■ TASKS ■
- a) Please say whether each statement agrees with the post about the Lumix G3 lens, answering yes or no and quoting the words of the post that decide it: (i) The writer bought the camera last year. (ii) The writer already owns the 14 - 140mm lens. (iii) The 14 - 140mm lens is priced at $650.
- b) Begin at the line of the records that has "Reviewer note: every instance of the dark" and stop after the last line of the records. Write those lines out again, requests included, and decrease every coordinate in the answers by 139.

— START OF TEXT BLOCK —

Lumix G3 14-40mm Lens

Lumix G3 14-40mm Lens


I am relatively new to DSLR cameras and purchased a Pansonic Lumix DMC-G3 last year (mirrorless compact type).

I am going on a vacation to Cambodia & Vietnam real soon (and another trip to Thailand next year) and was discussing cameras and photo taking with an old friend who is now heavily in to photography. He suggested that I get a "travel zoom" lens to avoid having to change lenses, particularly in humid environments.

The problem I have is this. I have looked at the available options and the only "travel zoom" lens available for my camera is 14 - 140mm. I currently have 14 - 42mm and 45 - 200mm lenses. Considering the zoom ranges I would think the 14 - 140mm would only be a replacement for the 14 - 42mm lens and that I would need to still take/carry the 45 - 200mm lens.

At $850 for the 14 - 140mm lens, do you think it would be worth buying it?

All lenses are Panasonic / Lumix Micro 4/3 lenses but the 14 - 140mm lens is a 2nd generation lens.

Your thoughts would be greatly appreciated.

— END OF TEXT BLOCK —
— START OF ROWS —

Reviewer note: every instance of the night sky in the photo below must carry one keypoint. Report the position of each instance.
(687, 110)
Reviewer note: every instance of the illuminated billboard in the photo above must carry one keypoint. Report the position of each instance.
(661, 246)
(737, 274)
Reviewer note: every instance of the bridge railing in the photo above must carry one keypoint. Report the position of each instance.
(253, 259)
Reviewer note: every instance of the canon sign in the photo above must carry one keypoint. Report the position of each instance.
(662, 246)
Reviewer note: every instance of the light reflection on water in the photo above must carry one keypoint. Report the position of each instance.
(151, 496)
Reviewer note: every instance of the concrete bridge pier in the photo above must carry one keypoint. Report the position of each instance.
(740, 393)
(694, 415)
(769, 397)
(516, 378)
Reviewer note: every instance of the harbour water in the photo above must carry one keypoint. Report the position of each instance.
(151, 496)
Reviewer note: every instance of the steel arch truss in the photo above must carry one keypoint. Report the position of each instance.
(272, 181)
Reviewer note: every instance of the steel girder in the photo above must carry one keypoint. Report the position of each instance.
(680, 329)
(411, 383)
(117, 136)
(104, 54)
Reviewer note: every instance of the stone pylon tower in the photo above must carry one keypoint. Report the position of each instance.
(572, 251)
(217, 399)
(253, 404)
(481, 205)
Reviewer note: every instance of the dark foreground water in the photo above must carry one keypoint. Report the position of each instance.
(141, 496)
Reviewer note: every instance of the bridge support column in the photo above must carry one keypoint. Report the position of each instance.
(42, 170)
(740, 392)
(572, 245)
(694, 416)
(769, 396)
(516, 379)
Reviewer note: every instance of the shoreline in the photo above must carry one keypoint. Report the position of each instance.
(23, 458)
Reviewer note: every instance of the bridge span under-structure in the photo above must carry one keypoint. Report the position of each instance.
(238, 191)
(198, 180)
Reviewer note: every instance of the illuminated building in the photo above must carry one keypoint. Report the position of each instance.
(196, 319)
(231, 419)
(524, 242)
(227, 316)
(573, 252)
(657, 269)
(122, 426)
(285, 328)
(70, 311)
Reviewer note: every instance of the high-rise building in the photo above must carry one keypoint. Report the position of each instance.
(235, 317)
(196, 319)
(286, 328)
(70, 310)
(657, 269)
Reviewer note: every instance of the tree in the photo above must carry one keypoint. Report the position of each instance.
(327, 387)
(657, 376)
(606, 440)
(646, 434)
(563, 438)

— END OF ROWS —

■ COMPLETE ANSWERS ■
- a)
(i) Yes: "purchased a Pansonic Lumix DMC-G3 last year"
(ii) No: "I currently have 14 - 42mm and 45 - 200mm lenses."
(iii) No: "At $850 for the 14 - 140mm lens"

- b)
Reviewer note: every instance of the dark foreground water in the photo above must carry one keypoint. Report the position of each instance.
(2, 357)
Reviewer note: every instance of the bridge support column in the photo above must carry one keypoint. Report the position of each instance.
(-97, 31)
(601, 253)
(433, 106)
(555, 277)
(630, 257)
(377, 240)
Reviewer note: every instance of the shoreline in the photo above must carry one keypoint. Report the position of each instance.
(-116, 319)
Reviewer note: every instance of the bridge span under-structure in the photo above must carry one keypoint. Report the position of each instance.
(99, 52)
(59, 41)
Reviewer note: every instance of the illuminated building in the photo above must carry one keypoint. Report the position of each instance.
(57, 180)
(92, 280)
(385, 103)
(88, 177)
(434, 113)
(518, 130)
(-17, 287)
(146, 189)
(-69, 172)
Reviewer note: every instance of the high-rise building in the photo above must carry one keypoint. Report the position of each instance.
(96, 178)
(57, 180)
(147, 189)
(-69, 171)
(518, 130)
Reviewer note: every instance of the tree in the photo above must carry one keypoint. Report the position of each instance.
(188, 248)
(518, 237)
(467, 301)
(507, 295)
(424, 299)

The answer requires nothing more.